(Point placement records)
____
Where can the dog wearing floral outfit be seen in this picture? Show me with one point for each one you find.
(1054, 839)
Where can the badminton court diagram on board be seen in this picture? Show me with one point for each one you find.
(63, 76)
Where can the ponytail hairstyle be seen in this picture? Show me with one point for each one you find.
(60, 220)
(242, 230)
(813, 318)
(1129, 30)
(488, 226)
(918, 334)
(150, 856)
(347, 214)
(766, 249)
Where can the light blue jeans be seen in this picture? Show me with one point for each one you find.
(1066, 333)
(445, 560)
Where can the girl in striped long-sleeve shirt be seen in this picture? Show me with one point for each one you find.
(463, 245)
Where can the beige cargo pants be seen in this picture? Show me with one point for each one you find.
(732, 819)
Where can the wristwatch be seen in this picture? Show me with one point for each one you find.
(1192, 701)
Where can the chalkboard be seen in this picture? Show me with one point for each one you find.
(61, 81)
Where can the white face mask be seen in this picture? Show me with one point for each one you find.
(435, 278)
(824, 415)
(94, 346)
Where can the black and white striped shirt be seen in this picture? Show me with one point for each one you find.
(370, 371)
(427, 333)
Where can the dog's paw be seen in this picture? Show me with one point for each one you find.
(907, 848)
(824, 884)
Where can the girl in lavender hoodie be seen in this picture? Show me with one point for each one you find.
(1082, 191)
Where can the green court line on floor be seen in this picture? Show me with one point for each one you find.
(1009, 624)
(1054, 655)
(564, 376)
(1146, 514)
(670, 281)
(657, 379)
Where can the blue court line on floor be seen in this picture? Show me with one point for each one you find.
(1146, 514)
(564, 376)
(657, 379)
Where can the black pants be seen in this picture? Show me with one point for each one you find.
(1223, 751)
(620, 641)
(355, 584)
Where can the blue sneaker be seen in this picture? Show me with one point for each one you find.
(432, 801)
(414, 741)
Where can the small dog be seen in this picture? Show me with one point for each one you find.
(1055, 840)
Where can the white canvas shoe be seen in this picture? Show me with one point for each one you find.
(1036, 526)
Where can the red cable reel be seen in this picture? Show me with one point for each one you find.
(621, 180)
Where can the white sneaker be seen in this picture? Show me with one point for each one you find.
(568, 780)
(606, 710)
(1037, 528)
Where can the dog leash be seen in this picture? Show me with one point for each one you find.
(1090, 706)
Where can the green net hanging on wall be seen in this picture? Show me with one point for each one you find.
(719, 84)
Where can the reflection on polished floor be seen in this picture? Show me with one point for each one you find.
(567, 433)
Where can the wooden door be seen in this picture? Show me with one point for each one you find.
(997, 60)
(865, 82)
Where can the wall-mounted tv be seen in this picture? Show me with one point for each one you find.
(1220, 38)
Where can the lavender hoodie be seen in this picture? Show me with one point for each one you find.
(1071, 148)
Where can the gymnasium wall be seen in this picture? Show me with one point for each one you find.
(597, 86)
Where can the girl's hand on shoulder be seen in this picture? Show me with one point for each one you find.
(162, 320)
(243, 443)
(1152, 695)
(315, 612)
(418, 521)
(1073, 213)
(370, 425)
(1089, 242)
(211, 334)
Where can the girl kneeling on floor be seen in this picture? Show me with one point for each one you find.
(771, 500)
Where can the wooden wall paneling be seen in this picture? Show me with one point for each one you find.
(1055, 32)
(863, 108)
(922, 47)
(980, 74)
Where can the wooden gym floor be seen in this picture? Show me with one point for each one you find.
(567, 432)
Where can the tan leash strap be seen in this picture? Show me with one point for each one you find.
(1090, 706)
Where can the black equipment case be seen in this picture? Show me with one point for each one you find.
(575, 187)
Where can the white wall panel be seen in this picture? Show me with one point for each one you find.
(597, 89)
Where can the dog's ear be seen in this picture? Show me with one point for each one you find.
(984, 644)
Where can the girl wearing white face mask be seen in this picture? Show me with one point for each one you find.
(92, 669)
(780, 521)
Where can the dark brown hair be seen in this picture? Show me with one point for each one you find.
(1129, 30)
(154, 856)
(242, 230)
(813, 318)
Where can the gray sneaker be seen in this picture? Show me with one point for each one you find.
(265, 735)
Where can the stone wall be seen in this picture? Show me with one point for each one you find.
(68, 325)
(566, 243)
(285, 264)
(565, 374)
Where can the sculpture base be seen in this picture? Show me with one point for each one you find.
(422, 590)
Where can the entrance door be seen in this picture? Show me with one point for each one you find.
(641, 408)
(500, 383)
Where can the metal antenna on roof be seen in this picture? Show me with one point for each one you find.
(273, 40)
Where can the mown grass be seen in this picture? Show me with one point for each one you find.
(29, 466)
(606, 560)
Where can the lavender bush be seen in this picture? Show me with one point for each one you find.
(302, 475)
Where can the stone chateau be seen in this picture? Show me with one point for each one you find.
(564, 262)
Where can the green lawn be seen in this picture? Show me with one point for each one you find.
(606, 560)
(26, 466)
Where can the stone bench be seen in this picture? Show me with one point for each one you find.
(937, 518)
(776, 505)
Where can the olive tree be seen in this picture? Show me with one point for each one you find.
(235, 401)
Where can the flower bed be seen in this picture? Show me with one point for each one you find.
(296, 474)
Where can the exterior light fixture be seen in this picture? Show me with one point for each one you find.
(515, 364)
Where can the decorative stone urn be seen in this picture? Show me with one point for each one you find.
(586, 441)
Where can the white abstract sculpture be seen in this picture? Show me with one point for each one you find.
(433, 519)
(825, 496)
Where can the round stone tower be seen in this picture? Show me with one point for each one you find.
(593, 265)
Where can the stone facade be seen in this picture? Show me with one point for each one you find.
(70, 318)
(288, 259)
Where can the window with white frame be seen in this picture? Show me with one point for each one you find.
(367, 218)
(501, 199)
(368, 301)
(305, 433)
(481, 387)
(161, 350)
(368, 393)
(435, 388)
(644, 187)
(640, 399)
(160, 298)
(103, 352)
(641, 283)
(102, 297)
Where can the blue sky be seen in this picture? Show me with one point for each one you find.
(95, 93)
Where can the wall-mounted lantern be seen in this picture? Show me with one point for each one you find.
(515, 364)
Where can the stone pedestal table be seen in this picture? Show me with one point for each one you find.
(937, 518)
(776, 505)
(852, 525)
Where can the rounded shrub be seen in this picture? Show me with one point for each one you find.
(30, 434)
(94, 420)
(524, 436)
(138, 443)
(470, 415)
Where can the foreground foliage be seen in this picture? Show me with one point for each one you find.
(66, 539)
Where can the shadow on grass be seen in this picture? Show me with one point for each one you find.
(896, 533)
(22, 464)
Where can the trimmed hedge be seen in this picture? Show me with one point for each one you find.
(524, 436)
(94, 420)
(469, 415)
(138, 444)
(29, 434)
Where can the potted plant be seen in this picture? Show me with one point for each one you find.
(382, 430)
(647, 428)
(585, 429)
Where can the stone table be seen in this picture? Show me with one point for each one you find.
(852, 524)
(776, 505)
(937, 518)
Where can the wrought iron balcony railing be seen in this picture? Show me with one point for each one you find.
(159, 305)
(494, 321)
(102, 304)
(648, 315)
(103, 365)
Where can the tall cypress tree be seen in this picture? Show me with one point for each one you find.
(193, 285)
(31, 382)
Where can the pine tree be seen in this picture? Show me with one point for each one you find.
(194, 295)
____
▸ DIRECTIVE
What is needed here is an exact reproduction of all the entries.

▸ REPLY TO THE EXERCISE
Where can the dog wearing floral outfit be seen in this picture? Show me with one point for each one you find.
(1054, 839)
Where can the badminton court diagram on board be seen in this picture? Show me with one point for each one you find.
(63, 76)
Where can the ponytail hairstyle be seen in this picture? Show me with one point for each one you find.
(60, 220)
(242, 230)
(813, 318)
(1129, 30)
(488, 226)
(918, 334)
(150, 856)
(347, 214)
(766, 249)
Where can the light blue jeans be seen in this picture? Show me with one point for each one you find.
(1066, 333)
(445, 560)
Where can the girl in striped long-sleeve shirt be seen in this picture? Show me with one point for each one you find.
(463, 245)
Where can the beige cargo pants be seen in this picture? Show me with one point for each one you find.
(732, 819)
Where can the wristwatch be seen in this picture? Show me with one point for each one you find.
(1192, 701)
Where can the chalkboard be seen in this picture? Show me with one point for each one you find.
(61, 81)
Where can the white face mask be seen in this picture? Show me with one point for each one you find.
(435, 278)
(824, 415)
(94, 346)
Where can the black and white striped shirt be seen in this picture? Show me with one point for each one you find.
(370, 371)
(427, 333)
Where can the dog's paw be seen in this picture? Show me with one point for each one you find.
(907, 848)
(824, 884)
Where can the girl in lavender hoodie be seen in this picture? Show me with one point for each one you find.
(1082, 191)
Where can the green court line on floor be seen in this picture? Show me with one point for each one you find.
(1009, 624)
(1054, 655)
(564, 376)
(1146, 514)
(670, 281)
(657, 379)
Where can the blue court line on floor be seen in this picture? Show me with one point for each one you find.
(1146, 514)
(564, 376)
(657, 379)
Where can the black pants be seen in this picture? Show me with one point for each one you find.
(1223, 751)
(620, 641)
(355, 584)
Where can the blue sneaker be seen in this picture? Show me with one point for each one you find.
(432, 801)
(414, 741)
Where can the small dog be seen in this picture? Show me with one point for each one you find.
(1055, 840)
Where can the white canvas shoe be seen in this picture? Show me with one point for each one you find.
(1036, 526)
Where can the red cable reel be seen in this picture? Show me with one point for each one you find.
(621, 180)
Where can the white sneaker be seen in this picture? Show me with one point for each one you find.
(568, 780)
(606, 710)
(1037, 528)
Where can the dog leash be seen in this picture? Show me with one point for each one you find.
(1090, 706)
Where can the green net hanging on wall be seen in this picture? Show me with one point for each one you find.
(719, 84)
Where can the reflection on polished floor be seen in this picture? Show me with one point for each one you find.
(567, 433)
Where can the wooden door be seen in this picture? Show me with one point for each one you find.
(997, 60)
(865, 82)
Where can the wall-mounted tv be seen in this picture? Show me with one point for each one you find.
(1220, 38)
Where can the lavender hoodie be seen in this picture? Show me with one point for each one you find.
(1071, 148)
Where can the gymnasium wall be seen in this picture? Show me with one point for each one you find.
(597, 86)
Where can the girl's hand on shoulder be seen in this picture? Show me with one point for each one you find.
(162, 320)
(243, 443)
(1152, 695)
(315, 612)
(418, 521)
(1073, 213)
(370, 425)
(1089, 242)
(211, 334)
Where can the girl kneeling on floor be seen in this picture? Show me with one point for each one you find.
(771, 500)
Where can the wooden wall paneling be seen in this picture? Show me with one point for each one you find.
(1055, 32)
(863, 108)
(922, 47)
(980, 74)
Where can the wooden gym floor be seen in this picture? Show me with one point for each one you find.
(567, 432)
Where can the tan leash strap be seen in this picture? Show me with one point for each one you find.
(1090, 706)
Where can the black equipment case be seen in this picture? Show me with one point for each one you find.
(575, 187)
Where can the white wall panel be seen in this picture? Show me with one point for each one you find.
(597, 89)
Where can the dog's ear be seen in this picture? Show me with one point for each one you find.
(984, 644)
Where can the girl wearing white face mask be seen in this picture? Show me with one point for each one you find.
(92, 669)
(780, 521)
Where can the dark brown hair be seen in this picture? Show me with one point for each one you find.
(1129, 30)
(154, 856)
(242, 230)
(813, 318)
Where can the gray sneaker be seen in this picture? Show me with one point for each one you find.
(265, 735)
Where can the stone wall be seen in this picture? Show me with one point for each one you find.
(68, 325)
(566, 243)
(285, 264)
(565, 374)
Where can the sculpture base be seen in this picture? Show me with one point for each one you find.
(422, 590)
Where can the entrance door be seen in this picture? Show me with one point for each one you find.
(641, 408)
(500, 383)
Where can the metal antenna on roof be seen in this picture? Show me with one point for each one you find.
(273, 40)
Where can the mown grass be seen in this picture? Show me with one point for each one you find.
(29, 466)
(606, 560)
Where can the lavender bush be seen in this picture? Show me with one point for each one you find.
(302, 475)
Where can the stone chateau be seen in this picture? Show me with one point for each one you find.
(564, 262)
Where can the green lawn be seen in this picture? Show me with one point for each one you find.
(606, 560)
(26, 466)
Where can the stone bench be seen in this picture? Show me with one point for each one you find.
(937, 518)
(776, 505)
Where can the olive tree be seen in this picture? Show me with one point for each one you find.
(235, 401)
Where can the flower bed be seen in this picture? Show me with one point for each one you find.
(296, 474)
Where can the exterior light fixture be seen in this picture? Show me with one point for each one you find.
(515, 364)
Where can the decorative stone urn be seen in this picture? Show me with one point for each one you find.
(586, 441)
Where can the white abstract sculpture be seen in this picture? Show me with one point for each one you find.
(433, 519)
(825, 496)
Where can the round stone tower be seen in this picture? Show me with one point for each one you find.
(593, 265)
Where can the stone facade be seen in this picture? Show me with one point for each one you find.
(70, 318)
(288, 259)
Where can the window with white frame be seen in this picture? Show me with one point for each one you find.
(367, 218)
(501, 199)
(368, 301)
(305, 433)
(481, 387)
(161, 350)
(368, 393)
(435, 388)
(644, 187)
(640, 399)
(160, 298)
(103, 352)
(641, 283)
(102, 297)
Where can the blue sky be seen in this picture? Show me with one point for each one you find.
(95, 93)
Where can the wall-mounted lantern be seen in this picture? Show me with one point for each one you find.
(515, 364)
Where can the stone pedestal table be seen in this picture? Show me with one point for each one you find.
(937, 518)
(776, 505)
(852, 525)
Where can the rounded shrub be seen in this picture? Show me with one point for each one you find.
(30, 434)
(94, 420)
(524, 436)
(138, 443)
(470, 415)
Where can the foreground foliage be seen in this picture? Show me with one point for each one you find.
(66, 539)
Where can the shadow on grass be seen in this picture? Show me with one point for each one you find.
(896, 533)
(22, 464)
Where can the trimmed hedge be seen in this picture? Show me with one point for each one you find.
(524, 436)
(94, 420)
(469, 415)
(138, 444)
(29, 434)
Where can the potted plant be seen in this picture? Show me with one point for each one you find.
(382, 430)
(647, 428)
(585, 429)
Where can the stone table be seen in this picture? Show me with one point for each one you find.
(852, 524)
(776, 505)
(937, 518)
Where can the wrought iron balcony railing be seen in this picture? Show me with one point for each one you find.
(159, 305)
(494, 321)
(102, 304)
(648, 315)
(103, 365)
Where can the tall cypress tree be seen in this picture? Show me with one point for each one you find.
(193, 285)
(31, 382)
Where can the pine tree be seen in this picture? Show me with one point for each one you find.
(194, 295)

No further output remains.